⟨

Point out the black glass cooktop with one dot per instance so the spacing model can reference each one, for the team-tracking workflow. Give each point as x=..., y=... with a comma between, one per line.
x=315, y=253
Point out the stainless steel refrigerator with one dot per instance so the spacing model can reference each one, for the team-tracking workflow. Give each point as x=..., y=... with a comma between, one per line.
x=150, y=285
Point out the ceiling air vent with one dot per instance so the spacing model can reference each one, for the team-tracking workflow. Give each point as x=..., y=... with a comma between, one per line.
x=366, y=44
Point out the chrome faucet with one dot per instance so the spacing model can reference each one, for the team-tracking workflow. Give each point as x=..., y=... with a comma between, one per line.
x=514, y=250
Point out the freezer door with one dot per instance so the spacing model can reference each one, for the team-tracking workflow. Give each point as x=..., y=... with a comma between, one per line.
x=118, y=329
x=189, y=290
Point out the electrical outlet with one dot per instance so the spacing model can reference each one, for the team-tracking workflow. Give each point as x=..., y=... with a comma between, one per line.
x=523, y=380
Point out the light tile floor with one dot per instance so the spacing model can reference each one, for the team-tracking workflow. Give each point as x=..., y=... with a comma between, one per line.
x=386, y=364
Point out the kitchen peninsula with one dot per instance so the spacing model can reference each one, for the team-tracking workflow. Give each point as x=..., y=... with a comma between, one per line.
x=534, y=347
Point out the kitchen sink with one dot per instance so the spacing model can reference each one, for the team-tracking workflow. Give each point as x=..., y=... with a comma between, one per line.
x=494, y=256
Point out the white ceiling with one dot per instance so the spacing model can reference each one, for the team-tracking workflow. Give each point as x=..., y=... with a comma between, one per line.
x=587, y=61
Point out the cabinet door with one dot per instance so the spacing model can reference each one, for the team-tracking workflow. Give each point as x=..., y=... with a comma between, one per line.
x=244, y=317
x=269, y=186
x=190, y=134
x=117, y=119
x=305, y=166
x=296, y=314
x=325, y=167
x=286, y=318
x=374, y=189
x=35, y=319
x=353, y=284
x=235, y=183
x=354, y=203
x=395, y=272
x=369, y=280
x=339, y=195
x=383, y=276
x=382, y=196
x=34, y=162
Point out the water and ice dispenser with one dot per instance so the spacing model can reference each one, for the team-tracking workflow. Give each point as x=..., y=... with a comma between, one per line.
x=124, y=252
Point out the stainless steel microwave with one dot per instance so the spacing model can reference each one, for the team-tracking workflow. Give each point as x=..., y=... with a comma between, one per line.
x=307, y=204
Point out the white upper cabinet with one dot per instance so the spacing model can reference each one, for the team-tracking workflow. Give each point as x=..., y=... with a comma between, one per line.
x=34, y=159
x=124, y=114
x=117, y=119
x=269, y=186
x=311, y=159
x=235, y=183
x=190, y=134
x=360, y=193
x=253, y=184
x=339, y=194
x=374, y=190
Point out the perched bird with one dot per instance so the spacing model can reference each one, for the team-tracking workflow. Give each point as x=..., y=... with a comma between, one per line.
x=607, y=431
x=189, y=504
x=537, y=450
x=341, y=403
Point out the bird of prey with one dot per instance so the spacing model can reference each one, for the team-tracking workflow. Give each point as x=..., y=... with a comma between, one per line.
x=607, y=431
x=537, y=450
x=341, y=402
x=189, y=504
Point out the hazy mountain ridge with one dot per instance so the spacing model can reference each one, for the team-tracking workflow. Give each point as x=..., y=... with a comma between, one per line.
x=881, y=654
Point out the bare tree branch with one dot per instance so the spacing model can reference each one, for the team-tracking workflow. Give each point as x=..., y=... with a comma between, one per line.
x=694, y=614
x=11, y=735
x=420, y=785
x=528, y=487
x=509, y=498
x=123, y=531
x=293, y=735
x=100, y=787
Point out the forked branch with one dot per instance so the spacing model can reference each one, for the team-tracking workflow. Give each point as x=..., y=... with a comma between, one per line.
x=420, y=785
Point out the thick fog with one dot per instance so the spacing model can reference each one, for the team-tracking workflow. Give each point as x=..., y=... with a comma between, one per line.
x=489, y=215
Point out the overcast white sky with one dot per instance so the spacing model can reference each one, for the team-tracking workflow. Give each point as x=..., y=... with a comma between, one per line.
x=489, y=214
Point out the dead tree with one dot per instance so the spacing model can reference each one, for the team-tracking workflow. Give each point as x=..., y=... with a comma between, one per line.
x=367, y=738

⟩
⟨

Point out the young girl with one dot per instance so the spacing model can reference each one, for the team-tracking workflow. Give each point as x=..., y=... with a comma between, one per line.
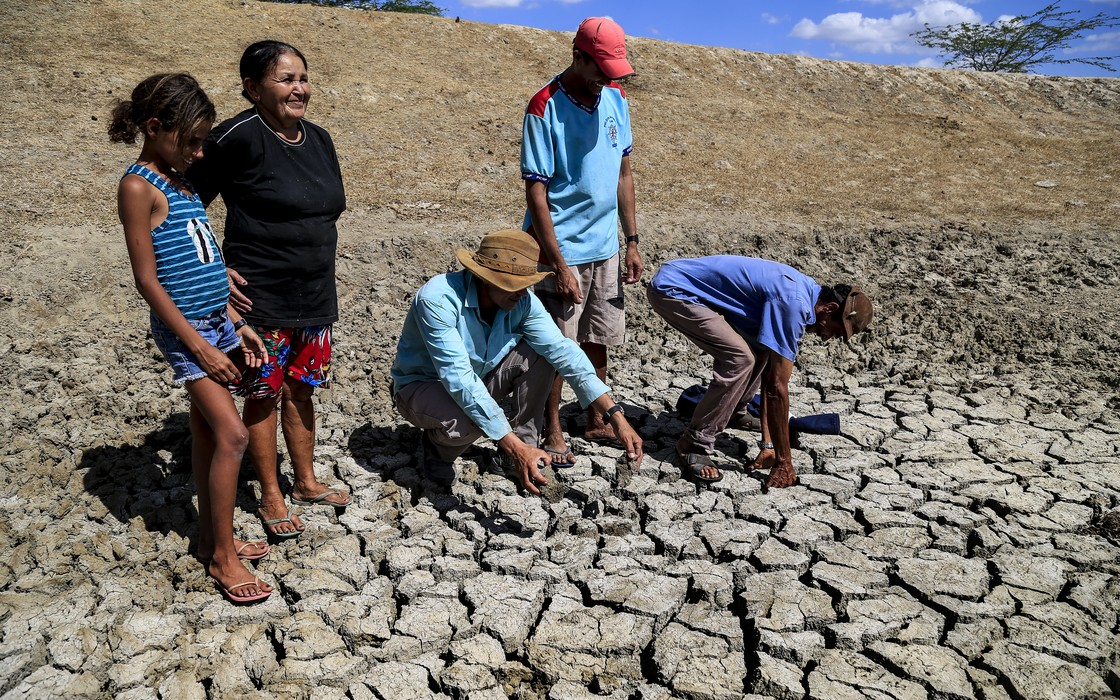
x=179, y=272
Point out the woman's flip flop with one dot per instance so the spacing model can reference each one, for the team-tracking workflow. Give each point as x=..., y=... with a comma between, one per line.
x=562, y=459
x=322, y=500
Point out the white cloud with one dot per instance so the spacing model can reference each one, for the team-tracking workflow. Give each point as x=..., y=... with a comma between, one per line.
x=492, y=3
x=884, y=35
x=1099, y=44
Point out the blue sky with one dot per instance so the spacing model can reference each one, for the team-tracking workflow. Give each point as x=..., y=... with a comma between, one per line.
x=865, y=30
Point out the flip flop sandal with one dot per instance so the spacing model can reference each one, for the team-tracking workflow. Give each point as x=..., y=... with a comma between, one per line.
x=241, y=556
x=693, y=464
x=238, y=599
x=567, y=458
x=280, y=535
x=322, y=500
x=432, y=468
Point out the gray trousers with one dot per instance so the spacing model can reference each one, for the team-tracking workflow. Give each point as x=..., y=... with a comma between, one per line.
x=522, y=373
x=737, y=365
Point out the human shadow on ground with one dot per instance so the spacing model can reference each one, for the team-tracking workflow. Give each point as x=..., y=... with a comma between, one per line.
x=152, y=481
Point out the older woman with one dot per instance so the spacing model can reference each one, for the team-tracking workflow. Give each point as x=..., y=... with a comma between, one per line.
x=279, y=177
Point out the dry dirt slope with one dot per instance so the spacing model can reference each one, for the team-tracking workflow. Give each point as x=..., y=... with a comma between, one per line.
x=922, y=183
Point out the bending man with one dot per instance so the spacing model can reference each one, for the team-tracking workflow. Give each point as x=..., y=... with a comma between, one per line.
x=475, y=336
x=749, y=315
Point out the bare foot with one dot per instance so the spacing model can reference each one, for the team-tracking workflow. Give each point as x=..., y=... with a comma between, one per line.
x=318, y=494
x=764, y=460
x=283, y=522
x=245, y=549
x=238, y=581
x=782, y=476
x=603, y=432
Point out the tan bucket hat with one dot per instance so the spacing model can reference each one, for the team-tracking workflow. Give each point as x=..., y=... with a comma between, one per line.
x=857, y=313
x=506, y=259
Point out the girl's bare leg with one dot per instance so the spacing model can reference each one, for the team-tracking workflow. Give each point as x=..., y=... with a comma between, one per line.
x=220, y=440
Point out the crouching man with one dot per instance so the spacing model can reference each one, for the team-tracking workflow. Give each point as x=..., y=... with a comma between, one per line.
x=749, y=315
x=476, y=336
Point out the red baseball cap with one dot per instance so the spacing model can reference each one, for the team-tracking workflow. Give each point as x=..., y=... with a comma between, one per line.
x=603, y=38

⟩
⟨

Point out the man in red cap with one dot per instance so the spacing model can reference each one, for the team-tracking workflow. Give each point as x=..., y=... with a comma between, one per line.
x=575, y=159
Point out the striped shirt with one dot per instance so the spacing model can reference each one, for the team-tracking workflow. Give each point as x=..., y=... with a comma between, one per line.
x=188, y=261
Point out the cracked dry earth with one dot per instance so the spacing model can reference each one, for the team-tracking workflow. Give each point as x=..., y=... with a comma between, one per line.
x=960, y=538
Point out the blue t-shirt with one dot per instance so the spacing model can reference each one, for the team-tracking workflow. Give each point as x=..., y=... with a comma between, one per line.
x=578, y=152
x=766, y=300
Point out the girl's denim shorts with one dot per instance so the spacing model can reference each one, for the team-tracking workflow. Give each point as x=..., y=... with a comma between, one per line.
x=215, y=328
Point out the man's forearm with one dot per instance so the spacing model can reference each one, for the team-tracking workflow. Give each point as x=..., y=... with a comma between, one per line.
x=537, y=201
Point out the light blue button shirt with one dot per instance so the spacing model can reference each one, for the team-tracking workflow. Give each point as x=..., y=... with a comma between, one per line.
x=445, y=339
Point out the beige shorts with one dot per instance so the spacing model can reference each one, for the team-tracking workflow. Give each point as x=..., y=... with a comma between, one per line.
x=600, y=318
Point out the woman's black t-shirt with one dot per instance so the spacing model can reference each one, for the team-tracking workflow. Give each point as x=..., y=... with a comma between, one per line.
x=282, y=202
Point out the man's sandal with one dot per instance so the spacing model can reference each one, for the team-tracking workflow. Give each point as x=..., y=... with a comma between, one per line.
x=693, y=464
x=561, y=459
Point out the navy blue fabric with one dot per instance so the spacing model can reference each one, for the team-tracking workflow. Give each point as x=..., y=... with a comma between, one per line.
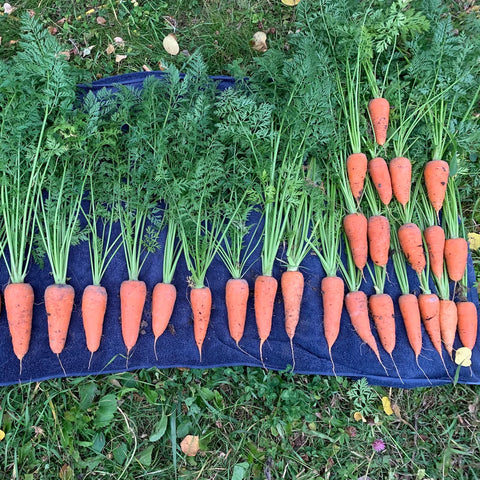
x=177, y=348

⟩

> **REQUIREMENT**
Please rescale the material from the line containing "Point out the forked" through the line containing "x=489, y=214", both ends included. Repeat every line in that stretch in full, and multiply each x and y coordinate by 0.75, rounding to whole numbers with halves rounded up.

> **FINAL RESULT**
Point out the forked branch with one dot per instance so the spacing model can reference each one, for the team-tracking workflow. Give each point as x=..., y=... with a comma between, one per line.
x=315, y=589
Point out the thick fog with one dot per instance so the spacing model can reference each one, for the team-tracking workflow. Give each point as x=..., y=... with a comma between, one per line.
x=367, y=161
Point out the overcast white sky with one dot per instance so the spacing model can reference each one, for the team-tracking workflow. Give each point as x=..., y=... with a comma between, one per line.
x=367, y=161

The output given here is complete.